Work required: Repeat every one of the following records word for word, and leave the pictures out of your answer.

(Boundary annotation records)
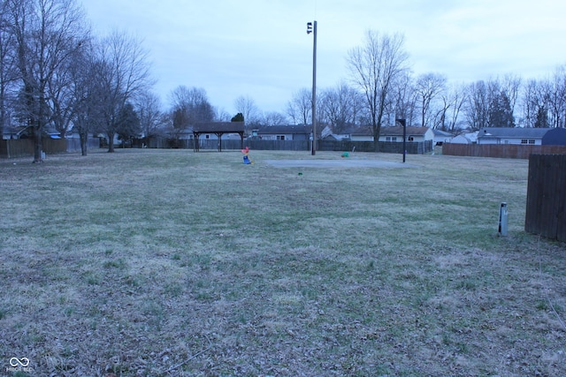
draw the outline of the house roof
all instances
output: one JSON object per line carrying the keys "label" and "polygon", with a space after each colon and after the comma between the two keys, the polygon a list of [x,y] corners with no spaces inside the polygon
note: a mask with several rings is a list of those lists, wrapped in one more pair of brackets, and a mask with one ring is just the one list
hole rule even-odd
{"label": "house roof", "polygon": [[452,133],[447,132],[446,131],[442,131],[442,130],[432,129],[432,132],[434,132],[434,136],[445,136],[445,137],[454,136]]}
{"label": "house roof", "polygon": [[310,134],[312,131],[311,125],[262,125],[258,128],[257,133],[262,134],[275,134],[275,133],[302,133]]}
{"label": "house roof", "polygon": [[478,138],[532,138],[542,139],[552,128],[486,127],[479,130]]}
{"label": "house roof", "polygon": [[244,132],[244,122],[202,122],[193,124],[196,133],[238,133]]}
{"label": "house roof", "polygon": [[[407,135],[422,136],[429,130],[428,127],[412,127],[407,126]],[[397,125],[395,127],[381,127],[379,136],[402,136],[403,127]]]}
{"label": "house roof", "polygon": [[344,132],[344,133],[349,133],[353,136],[373,136],[373,130],[370,127],[356,127]]}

Output below:
draw the outline of the house roof
all instances
output: one JSON object per line carrying the keys "label" and "polygon", with a space after each colon and after the comma between the two keys, the polygon a list of [x,y] corners with no spaces inside the polygon
note: a mask with several rings is a list of those lists, wrapped in one more pair of brackets, and a mask with one ring is just the one list
hole rule even-odd
{"label": "house roof", "polygon": [[452,133],[447,132],[446,131],[442,131],[442,130],[432,129],[432,132],[434,132],[434,136],[445,136],[445,137],[454,136]]}
{"label": "house roof", "polygon": [[310,134],[312,131],[311,125],[262,125],[258,128],[257,133],[262,134],[275,134],[275,133],[302,133]]}
{"label": "house roof", "polygon": [[478,138],[532,138],[542,139],[552,128],[486,127],[479,130]]}
{"label": "house roof", "polygon": [[244,132],[244,122],[202,122],[193,124],[196,133],[238,133]]}
{"label": "house roof", "polygon": [[[407,135],[422,136],[429,130],[428,127],[412,127],[407,126]],[[397,125],[395,127],[381,127],[379,136],[402,136],[403,127]]]}
{"label": "house roof", "polygon": [[344,132],[344,133],[349,133],[353,136],[373,136],[373,130],[370,127],[356,127]]}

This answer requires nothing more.